Passage shown.
------

JUDGMENT S. Talapatra, J.:- The petitioner while functioning as the Assistant Commandant, TSR, 9th Bn., was detained in a criminal case being Ompi PS Case No. 09 of 2008 and he was detained in the custody on 02.04.2008 and that continued for a period exceeding 48 hours. Having referred to that detention, the petitioner was placed under suspension in terms of Rule 10(2) of the CCS (CCA) Rules, 1965 by the order dated 04.04.2008, Annexure-P/1 to the writ petition. The petitioner was released on bail on 30.05.2008. Thereafter, the Deputy Inspector General of Police by an order dated 15.06.2008, Annexure-P/2 to the writ petition, has observed as under: The Headquarters of Shri Samanta will be at Agartala as per G.A. (P & T) Department order No. F.35(17)-GA(P & T)/98 dated 04/04/2008. He has been asked to report to the DIGP, AP (Adm. & Trg), Tripura, A.D. Nagar where he will give his attendance. Shri Samanta has further been asked not to leave the Headquarters without obtaining prior permission from the commissioner & Secretary, GA (P & T) Dept. Govt. of Tripura. 2. By another order dated 17.06.2008, the petitioner was asked to give his daily attendance in the Office of the Dy. Inspector General of Police, AP (Adm. & Trg), Tripura, Agartala and for that purpose a new attendance register was opened. The petitioner made a representation on 19.08.2008 to express his dismay by the arrangement made by the Dy. Inspector General of Police, AP (Adm. & Trg), Tripura, Agartala and asked for paying the duty pay w.e.f. 05.06.2008 as he was attending the duty in terms of those orders. By the said representation dated 19.08.2008, Annexure-P/3 to the writ petition, he further asked for clarification to that whether he was still under suspension or not. However, on 09.02.2009 the petitioner made a prayer for review of the subsistence allowance and also for early disposal of the issue raised by him as regards his attendance and payment of the duty pay. The said representation dated 09.02.2009 was followed by another representation dated 17.03.2009, Annexure-P/4 to the writ petition, whereby the petitioner had firmly asked for revoking the order of suspension in terms of the judgment and order dated 04.03.2009 delivered in GR Case No. 41 of 2008 whereby the petitioner was acquitted from the charge levelled against him in the said criminal case.

------

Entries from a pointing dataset
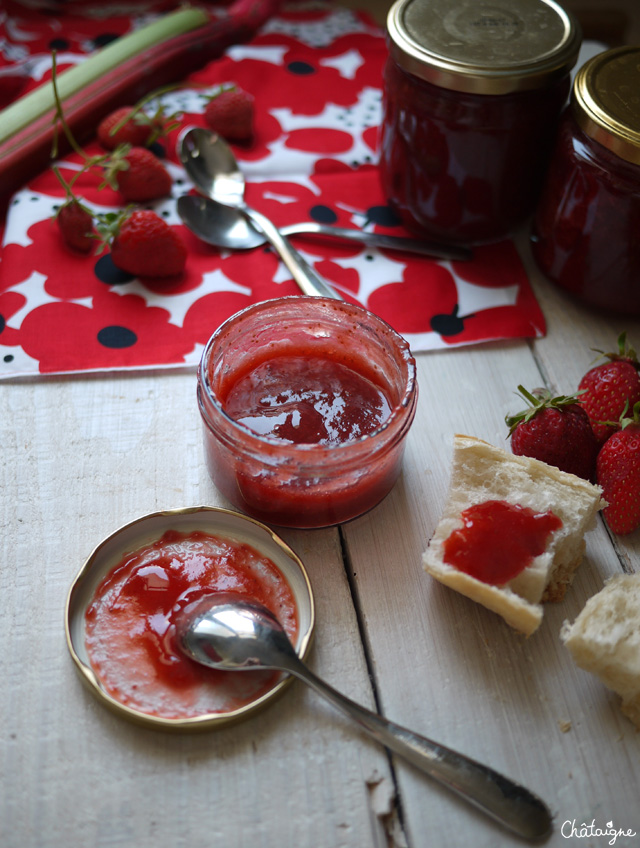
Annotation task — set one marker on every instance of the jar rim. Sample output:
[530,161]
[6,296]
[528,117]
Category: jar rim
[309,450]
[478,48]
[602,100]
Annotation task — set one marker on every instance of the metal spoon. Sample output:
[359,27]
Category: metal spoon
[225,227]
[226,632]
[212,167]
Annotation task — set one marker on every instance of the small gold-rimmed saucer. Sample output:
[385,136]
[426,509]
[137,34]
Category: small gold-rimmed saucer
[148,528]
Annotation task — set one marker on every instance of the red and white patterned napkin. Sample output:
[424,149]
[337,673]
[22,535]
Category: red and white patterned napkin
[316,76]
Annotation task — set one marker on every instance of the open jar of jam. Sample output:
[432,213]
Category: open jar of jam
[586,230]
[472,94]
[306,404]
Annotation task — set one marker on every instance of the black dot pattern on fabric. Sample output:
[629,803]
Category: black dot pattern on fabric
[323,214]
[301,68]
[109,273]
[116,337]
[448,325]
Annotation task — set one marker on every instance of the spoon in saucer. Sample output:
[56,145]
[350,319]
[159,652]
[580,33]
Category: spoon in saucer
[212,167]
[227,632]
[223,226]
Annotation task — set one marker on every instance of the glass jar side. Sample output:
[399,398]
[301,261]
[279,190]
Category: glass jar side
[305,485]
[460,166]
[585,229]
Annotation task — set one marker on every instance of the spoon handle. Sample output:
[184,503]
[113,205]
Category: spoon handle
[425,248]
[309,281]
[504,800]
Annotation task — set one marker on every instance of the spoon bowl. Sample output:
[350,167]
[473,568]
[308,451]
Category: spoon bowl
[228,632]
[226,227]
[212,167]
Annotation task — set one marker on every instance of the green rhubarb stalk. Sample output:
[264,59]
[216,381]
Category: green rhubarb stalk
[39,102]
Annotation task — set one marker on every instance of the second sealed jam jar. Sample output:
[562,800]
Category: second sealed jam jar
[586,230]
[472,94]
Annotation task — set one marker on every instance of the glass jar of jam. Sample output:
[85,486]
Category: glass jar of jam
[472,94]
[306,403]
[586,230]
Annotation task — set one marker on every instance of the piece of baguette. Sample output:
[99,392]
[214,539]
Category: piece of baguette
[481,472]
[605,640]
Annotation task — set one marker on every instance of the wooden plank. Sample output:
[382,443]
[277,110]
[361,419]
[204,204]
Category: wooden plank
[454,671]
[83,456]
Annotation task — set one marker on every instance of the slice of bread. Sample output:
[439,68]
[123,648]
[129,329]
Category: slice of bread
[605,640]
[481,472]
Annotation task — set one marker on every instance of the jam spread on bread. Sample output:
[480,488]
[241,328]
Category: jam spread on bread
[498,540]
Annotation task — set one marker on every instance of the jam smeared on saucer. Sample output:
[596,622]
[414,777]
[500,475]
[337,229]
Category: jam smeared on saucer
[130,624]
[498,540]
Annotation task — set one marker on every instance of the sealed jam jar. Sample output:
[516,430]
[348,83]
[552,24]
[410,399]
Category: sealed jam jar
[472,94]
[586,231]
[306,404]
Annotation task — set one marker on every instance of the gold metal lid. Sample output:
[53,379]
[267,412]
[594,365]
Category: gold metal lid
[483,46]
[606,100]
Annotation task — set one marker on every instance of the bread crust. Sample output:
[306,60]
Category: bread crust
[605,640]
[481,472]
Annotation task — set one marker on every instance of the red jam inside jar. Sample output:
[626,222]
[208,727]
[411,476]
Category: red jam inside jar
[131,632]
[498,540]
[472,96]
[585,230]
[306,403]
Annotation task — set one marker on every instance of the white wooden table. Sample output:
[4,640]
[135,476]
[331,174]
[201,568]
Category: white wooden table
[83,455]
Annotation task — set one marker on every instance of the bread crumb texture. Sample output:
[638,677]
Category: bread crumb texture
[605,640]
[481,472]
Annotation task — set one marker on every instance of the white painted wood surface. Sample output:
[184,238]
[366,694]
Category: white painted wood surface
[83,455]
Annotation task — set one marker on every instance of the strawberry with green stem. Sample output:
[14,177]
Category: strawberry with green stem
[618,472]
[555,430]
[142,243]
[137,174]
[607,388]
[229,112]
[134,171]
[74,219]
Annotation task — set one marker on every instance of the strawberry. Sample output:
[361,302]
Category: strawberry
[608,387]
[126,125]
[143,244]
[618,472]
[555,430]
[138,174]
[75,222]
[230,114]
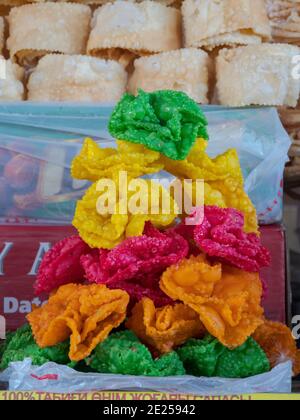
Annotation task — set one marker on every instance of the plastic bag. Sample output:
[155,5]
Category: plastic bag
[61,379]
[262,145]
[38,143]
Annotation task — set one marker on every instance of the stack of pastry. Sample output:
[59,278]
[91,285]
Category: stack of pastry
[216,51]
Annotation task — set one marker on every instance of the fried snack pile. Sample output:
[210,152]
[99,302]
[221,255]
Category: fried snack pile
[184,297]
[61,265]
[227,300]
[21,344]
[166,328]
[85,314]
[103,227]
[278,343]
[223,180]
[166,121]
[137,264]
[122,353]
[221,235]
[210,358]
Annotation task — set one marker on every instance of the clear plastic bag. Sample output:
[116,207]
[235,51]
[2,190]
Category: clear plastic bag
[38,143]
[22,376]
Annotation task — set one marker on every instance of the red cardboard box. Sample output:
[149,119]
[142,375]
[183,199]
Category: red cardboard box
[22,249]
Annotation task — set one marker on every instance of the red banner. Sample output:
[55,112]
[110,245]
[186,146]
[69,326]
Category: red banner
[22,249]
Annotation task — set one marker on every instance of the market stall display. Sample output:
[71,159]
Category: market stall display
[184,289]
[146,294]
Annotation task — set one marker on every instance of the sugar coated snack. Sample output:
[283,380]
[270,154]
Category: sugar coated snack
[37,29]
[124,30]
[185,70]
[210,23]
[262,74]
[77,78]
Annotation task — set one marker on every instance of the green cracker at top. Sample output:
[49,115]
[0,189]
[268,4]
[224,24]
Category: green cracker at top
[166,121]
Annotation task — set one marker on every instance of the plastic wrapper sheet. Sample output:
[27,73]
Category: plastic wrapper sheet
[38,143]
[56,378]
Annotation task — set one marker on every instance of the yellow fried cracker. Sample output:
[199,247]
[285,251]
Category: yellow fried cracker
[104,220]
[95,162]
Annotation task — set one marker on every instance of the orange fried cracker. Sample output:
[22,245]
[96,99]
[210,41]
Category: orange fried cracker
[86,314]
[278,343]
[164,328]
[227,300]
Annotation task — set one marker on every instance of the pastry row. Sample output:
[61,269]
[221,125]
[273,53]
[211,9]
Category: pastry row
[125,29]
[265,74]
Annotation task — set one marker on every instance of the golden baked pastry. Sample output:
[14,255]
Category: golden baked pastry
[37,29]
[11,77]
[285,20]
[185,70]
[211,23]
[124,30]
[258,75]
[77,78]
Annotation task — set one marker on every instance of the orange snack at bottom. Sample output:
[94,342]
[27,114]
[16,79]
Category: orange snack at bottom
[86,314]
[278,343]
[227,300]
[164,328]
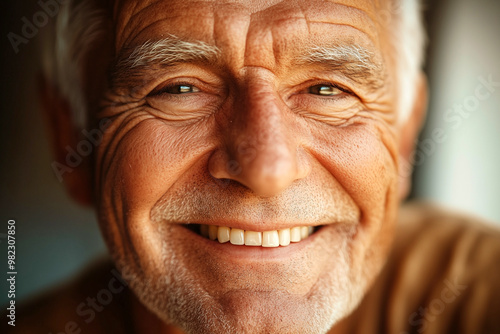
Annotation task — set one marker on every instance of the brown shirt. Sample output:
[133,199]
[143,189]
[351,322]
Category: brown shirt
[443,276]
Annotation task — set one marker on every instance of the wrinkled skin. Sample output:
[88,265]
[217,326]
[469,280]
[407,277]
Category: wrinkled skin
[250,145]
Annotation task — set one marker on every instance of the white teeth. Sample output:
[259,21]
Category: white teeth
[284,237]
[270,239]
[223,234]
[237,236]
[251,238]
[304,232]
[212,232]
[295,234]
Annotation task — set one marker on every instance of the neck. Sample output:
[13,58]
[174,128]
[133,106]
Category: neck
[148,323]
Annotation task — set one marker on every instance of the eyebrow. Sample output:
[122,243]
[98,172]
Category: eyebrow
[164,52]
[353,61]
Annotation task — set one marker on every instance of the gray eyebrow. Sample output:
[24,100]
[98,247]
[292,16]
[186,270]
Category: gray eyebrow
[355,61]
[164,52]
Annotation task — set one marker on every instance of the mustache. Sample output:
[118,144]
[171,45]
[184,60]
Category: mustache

------

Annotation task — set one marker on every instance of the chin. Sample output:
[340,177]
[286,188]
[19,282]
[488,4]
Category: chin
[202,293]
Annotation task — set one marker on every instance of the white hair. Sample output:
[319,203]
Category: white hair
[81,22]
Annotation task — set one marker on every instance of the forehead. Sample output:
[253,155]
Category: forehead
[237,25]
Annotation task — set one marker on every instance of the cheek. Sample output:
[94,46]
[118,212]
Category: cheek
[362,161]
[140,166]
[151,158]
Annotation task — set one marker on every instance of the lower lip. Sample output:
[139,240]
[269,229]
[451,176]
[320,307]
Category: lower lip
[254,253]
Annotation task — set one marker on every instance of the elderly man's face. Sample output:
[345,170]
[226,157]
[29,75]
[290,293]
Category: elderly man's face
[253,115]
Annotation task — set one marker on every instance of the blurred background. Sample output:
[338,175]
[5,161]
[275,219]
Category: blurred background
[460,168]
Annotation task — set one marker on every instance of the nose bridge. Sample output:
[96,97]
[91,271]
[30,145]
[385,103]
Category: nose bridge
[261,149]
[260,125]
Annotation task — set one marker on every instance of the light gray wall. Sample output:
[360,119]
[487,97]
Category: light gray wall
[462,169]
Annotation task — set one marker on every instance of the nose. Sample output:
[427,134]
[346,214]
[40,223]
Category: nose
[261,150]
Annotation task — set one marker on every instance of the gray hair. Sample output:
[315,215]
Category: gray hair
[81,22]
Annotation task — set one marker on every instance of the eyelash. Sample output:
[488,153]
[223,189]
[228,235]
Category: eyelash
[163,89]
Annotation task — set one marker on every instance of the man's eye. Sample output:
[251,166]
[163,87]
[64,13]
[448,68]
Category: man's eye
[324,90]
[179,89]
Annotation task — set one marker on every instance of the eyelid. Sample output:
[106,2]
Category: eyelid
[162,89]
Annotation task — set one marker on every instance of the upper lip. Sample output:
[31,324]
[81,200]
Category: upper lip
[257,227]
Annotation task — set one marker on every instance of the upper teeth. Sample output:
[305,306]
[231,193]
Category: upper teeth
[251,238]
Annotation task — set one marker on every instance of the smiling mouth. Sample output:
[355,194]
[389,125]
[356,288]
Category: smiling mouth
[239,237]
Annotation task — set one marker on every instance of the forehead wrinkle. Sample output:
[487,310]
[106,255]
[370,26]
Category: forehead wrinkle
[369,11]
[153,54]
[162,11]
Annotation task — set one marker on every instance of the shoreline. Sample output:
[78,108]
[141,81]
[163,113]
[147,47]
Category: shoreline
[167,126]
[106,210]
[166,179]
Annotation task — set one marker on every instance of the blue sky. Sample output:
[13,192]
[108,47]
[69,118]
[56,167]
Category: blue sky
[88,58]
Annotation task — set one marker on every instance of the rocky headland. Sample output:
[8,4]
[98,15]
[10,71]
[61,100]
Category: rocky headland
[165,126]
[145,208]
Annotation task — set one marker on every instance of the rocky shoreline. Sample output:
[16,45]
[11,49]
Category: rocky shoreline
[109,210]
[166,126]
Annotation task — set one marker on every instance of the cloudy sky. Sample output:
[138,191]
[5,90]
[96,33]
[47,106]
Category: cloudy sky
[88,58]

------

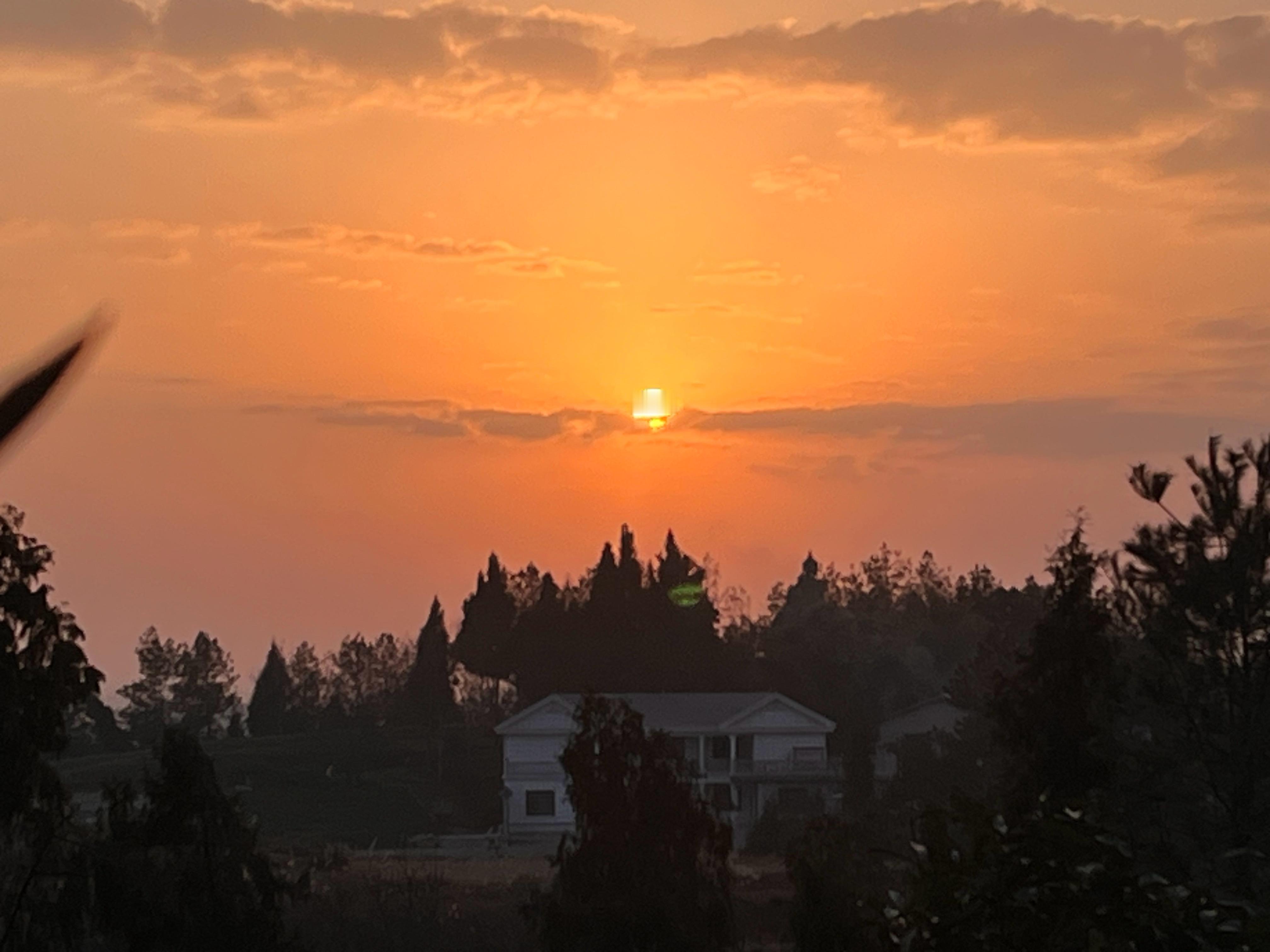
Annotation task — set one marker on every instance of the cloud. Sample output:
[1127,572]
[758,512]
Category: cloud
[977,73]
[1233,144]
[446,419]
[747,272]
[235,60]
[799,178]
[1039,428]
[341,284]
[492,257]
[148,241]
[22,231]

------

Short exercise 1.
According to the judgment, on what date was the petitioner released on bail?
Short exercise 2.
List every annexure to the writ petition that the judgment cites, along with the document each one identifies.
Short exercise 3.
Translate this sentence from the judgment into French: "By another order dated 17.06.2008, the petitioner was asked to give his daily attendance in the Office of the Dy. Inspector General of Police, AP (Adm. & Trg), Tripura, Agartala and for that purpose a new attendance register was opened."
This listing has no connection to the judgment.

Exercise output 1.
30.05.2008

Exercise output 2.
- Annexure-P/1: the suspension order dated 04.04.2008
- Annexure-P/2: the order of the Deputy Inspector General of Police dated 15.06.2008
- Annexure-P/3: the petitioner's representation dated 19.08.2008
- Annexure-P/4: the petitioner's representation dated 17.03.2009

Exercise output 3.
Par une autre ordonnance datée du 17.06.2008, il a été demandé au requérant de signaler quotidiennement sa présence au bureau de l'inspecteur général adjoint de la police, AP (Adm. & Trg), Tripura, Agartala, et un nouveau registre de présence a été ouvert à cette fin.